▸ SHORT PROBLEM 1: Echo the review of the two John and Yoko albums word for word, from its first sentence to its last.

▸ SUPPLIED PASSAGE:
-=-=-
The sound of the album is very sparse. John is hiding behind the reverb over his voice. The drums sound thin in places, the guitar is over distorted in Well, Well, Well and there is a very obvious tape edit in Working Class Hero beginning with the “When they’ve tortured and scared you to twenty odd years” line. By these virtues alone, it is the best Phil Spector production in the world, by virtue of it being nearly complete by the time he was involved.

Yoko’s record begins with Why? which is probably the best track she’s ever led. If this track had happened five years later and come from anyone other than Yoko it would have been credited as a primordial form of punk and considered a classic of the era. It certainly best depicts the turbulent Yoko One sound. The most atmospheric work across the two albums is Greensfield Morning I Pushed an Empty Baby Carriage All Over the City, a transference of Yoko’s mourning for their miscarried child.

There is a little more studio trickery on the Yoko album, more creative use of reverb and alterations to tape speed on the vocal track. Is it a pleasant listen? Probably not the wording I’d choose, although I do like it a lot. It’s an ugly album, but there is an incredible confidence in its ugliness where no matter how much the John album tries to capture in Well, Well, Well there’s still a certain self consciousness to it. In this context it’s a lot easier to see why they loved each other so much. She just doesn’t care about how people perceive her and one has an immediate impression of exactly who was the more stable partner of the relationship, where Yoko was perhaps the only person who saw John’s inner vulnerablilty.
-=-=-
▸ EXCERPTED DATA:

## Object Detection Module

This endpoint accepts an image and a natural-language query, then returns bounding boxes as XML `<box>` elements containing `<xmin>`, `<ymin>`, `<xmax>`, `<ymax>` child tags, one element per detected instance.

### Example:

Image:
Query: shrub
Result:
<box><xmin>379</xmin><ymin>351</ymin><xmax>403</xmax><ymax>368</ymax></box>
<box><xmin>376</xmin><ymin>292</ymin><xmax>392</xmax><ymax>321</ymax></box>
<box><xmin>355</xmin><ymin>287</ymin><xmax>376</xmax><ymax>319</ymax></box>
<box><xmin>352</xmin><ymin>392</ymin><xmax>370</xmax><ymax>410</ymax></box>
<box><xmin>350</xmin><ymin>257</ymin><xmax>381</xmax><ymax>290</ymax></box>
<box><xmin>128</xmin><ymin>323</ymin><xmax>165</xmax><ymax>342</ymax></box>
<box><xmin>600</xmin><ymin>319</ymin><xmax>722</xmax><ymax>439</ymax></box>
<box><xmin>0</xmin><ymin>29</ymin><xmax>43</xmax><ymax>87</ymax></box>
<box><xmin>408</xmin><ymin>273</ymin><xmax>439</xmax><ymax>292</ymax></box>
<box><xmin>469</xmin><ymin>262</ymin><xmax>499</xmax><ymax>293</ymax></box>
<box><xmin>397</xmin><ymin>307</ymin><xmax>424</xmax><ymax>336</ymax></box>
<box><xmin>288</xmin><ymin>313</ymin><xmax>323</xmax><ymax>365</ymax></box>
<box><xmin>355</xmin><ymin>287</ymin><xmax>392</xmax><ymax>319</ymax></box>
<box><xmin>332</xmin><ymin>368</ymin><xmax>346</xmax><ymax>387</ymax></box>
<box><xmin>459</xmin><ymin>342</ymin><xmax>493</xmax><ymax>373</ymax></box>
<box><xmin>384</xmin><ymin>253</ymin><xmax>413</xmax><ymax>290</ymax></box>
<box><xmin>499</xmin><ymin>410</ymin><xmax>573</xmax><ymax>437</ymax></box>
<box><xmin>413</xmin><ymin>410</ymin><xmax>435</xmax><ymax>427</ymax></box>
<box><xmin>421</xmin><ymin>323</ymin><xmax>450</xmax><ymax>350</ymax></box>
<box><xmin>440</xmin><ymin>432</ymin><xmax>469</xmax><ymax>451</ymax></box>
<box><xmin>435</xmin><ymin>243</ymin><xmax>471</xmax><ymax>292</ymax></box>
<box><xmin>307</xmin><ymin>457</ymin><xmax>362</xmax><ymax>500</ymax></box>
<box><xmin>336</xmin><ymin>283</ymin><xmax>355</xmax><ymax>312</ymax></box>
-=-=-
▸ SHORT PROBLEM 2: Duplicate all of the records above, leaving every line unchanged.

▸ COMPLETE RESPONSE 1:
The sound of the album is very sparse. John is hiding behind the reverb over his voice. The drums sound thin in places, the guitar is over distorted in Well, Well, Well and there is a very obvious tape edit in Working Class Hero beginning with the “When they’ve tortured and scared you to twenty odd years” line. By these virtues alone, it is the best Phil Spector production in the world, by virtue of it being nearly complete by the time he was involved.

Yoko’s record begins with Why? which is probably the best track she’s ever led. If this track had happened five years later and come from anyone other than Yoko it would have been credited as a primordial form of punk and considered a classic of the era. It certainly best depicts the turbulent Yoko One sound. The most atmospheric work across the two albums is Greensfield Morning I Pushed an Empty Baby Carriage All Over the City, a transference of Yoko’s mourning for their miscarried child.

There is a little more studio trickery on the Yoko album, more creative use of reverb and alterations to tape speed on the vocal track. Is it a pleasant listen? Probably not the wording I’d choose, although I do like it a lot. It’s an ugly album, but there is an incredible confidence in its ugliness where no matter how much the John album tries to capture in Well, Well, Well there’s still a certain self consciousness to it. In this context it’s a lot easier to see why they loved each other so much. She just doesn’t care about how people perceive her and one has an immediate impression of exactly who was the more stable partner of the relationship, where Yoko was perhaps the only person who saw John’s inner vulnerablilty.

▸ COMPLETE RESPONSE 2:
## Object Detection Module

This endpoint accepts an image and a natural-language query, then returns bounding boxes as XML `<box>` elements containing `<xmin>`, `<ymin>`, `<xmax>`, `<ymax>` child tags, one element per detected instance.

### Example:

Image:
Query: shrub
Result:
<box><xmin>379</xmin><ymin>351</ymin><xmax>403</xmax><ymax>368</ymax></box>
<box><xmin>376</xmin><ymin>292</ymin><xmax>392</xmax><ymax>321</ymax></box>
<box><xmin>355</xmin><ymin>287</ymin><xmax>376</xmax><ymax>319</ymax></box>
<box><xmin>352</xmin><ymin>392</ymin><xmax>370</xmax><ymax>410</ymax></box>
<box><xmin>350</xmin><ymin>257</ymin><xmax>381</xmax><ymax>290</ymax></box>
<box><xmin>128</xmin><ymin>323</ymin><xmax>165</xmax><ymax>342</ymax></box>
<box><xmin>600</xmin><ymin>319</ymin><xmax>722</xmax><ymax>439</ymax></box>
<box><xmin>0</xmin><ymin>29</ymin><xmax>43</xmax><ymax>87</ymax></box>
<box><xmin>408</xmin><ymin>273</ymin><xmax>439</xmax><ymax>292</ymax></box>
<box><xmin>469</xmin><ymin>262</ymin><xmax>499</xmax><ymax>293</ymax></box>
<box><xmin>397</xmin><ymin>307</ymin><xmax>424</xmax><ymax>336</ymax></box>
<box><xmin>288</xmin><ymin>313</ymin><xmax>323</xmax><ymax>365</ymax></box>
<box><xmin>355</xmin><ymin>287</ymin><xmax>392</xmax><ymax>319</ymax></box>
<box><xmin>332</xmin><ymin>368</ymin><xmax>346</xmax><ymax>387</ymax></box>
<box><xmin>459</xmin><ymin>342</ymin><xmax>493</xmax><ymax>373</ymax></box>
<box><xmin>384</xmin><ymin>253</ymin><xmax>413</xmax><ymax>290</ymax></box>
<box><xmin>499</xmin><ymin>410</ymin><xmax>573</xmax><ymax>437</ymax></box>
<box><xmin>413</xmin><ymin>410</ymin><xmax>435</xmax><ymax>427</ymax></box>
<box><xmin>421</xmin><ymin>323</ymin><xmax>450</xmax><ymax>350</ymax></box>
<box><xmin>440</xmin><ymin>432</ymin><xmax>469</xmax><ymax>451</ymax></box>
<box><xmin>435</xmin><ymin>243</ymin><xmax>471</xmax><ymax>292</ymax></box>
<box><xmin>307</xmin><ymin>457</ymin><xmax>362</xmax><ymax>500</ymax></box>
<box><xmin>336</xmin><ymin>283</ymin><xmax>355</xmax><ymax>312</ymax></box>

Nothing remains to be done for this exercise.